## Start AVAILABLE RECORDS
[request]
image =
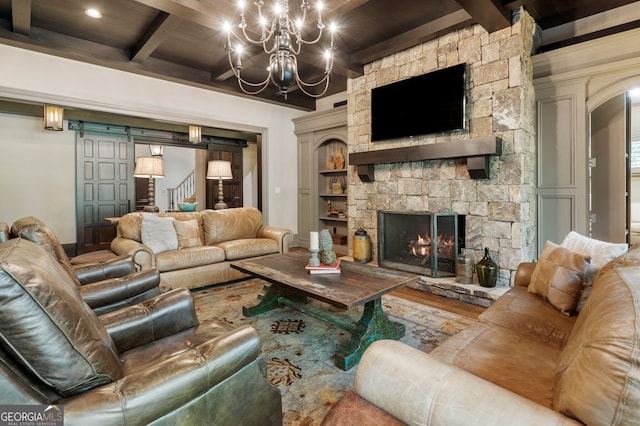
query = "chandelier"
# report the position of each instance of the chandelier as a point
(281, 37)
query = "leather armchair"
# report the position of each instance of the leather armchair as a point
(105, 286)
(151, 363)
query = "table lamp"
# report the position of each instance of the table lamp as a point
(221, 170)
(150, 167)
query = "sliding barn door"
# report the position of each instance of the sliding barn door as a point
(104, 187)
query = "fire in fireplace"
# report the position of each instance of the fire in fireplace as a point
(420, 242)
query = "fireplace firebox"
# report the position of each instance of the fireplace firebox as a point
(420, 242)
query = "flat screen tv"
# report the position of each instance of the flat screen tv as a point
(423, 105)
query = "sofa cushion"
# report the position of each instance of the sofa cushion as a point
## End AVAILABLE RECORDS
SHORT PROBLEM:
Put the listing above into a JSON list of strings, one string per line, with blank lines left out. Include every line except the picture.

RESULT FOR THIS EXERCISE:
[
  "[request]",
  "image =",
  "query = \"chandelier\"",
  "# report the position of each instance of the chandelier as a point",
  "(281, 37)",
  "query = \"leather armchair\"",
  "# report the position of each instance of the leather armchair as a point",
  "(105, 286)",
  "(151, 363)",
  "query = \"table lamp\"",
  "# report the position of each instance of the table lamp as a point",
  "(221, 170)",
  "(150, 167)",
  "query = \"sliding barn door\"",
  "# report the position of each instance of the sliding barn door as a point",
  "(104, 187)",
  "query = \"fire in fireplace\"",
  "# report the position of each instance of the fire in fireplace as a point",
  "(420, 242)",
  "query = \"fireplace firebox\"",
  "# report the position of each instance of the fireplace firebox as a point",
  "(420, 242)",
  "query = \"flat screen tv\"",
  "# report the position of each instance of the flat screen tv as a point",
  "(423, 105)",
  "query = \"sofa cushion\"",
  "# report the position of each instance of the sofa cushion as a point"
]